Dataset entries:

*** Block opens ***

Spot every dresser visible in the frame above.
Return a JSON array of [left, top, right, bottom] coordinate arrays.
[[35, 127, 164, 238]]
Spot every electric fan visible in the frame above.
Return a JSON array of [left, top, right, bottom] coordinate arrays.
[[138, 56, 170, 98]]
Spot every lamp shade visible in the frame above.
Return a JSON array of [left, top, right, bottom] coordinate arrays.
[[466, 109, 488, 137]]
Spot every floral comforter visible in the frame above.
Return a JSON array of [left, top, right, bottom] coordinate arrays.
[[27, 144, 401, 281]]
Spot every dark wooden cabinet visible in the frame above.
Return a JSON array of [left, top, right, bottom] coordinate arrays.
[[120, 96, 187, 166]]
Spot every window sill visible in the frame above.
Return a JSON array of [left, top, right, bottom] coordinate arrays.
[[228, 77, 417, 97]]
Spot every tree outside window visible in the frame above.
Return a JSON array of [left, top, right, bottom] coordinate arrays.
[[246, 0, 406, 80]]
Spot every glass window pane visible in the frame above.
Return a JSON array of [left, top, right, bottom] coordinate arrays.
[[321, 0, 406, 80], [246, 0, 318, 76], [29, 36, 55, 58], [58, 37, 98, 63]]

*** Block closes ***

EXERCISE OBJECTIVE: Keeping every character as it is, restate the lines above that run from the line with "Spot every lamp" through the line with "Spot every floral", both included, and nothing else.

REPLY:
Spot every lamp shade visible in the frame above.
Return a JSON array of [left, top, right, bottom] coordinate arrays.
[[466, 109, 488, 137]]
Spot every floral comforter visible in the frame above.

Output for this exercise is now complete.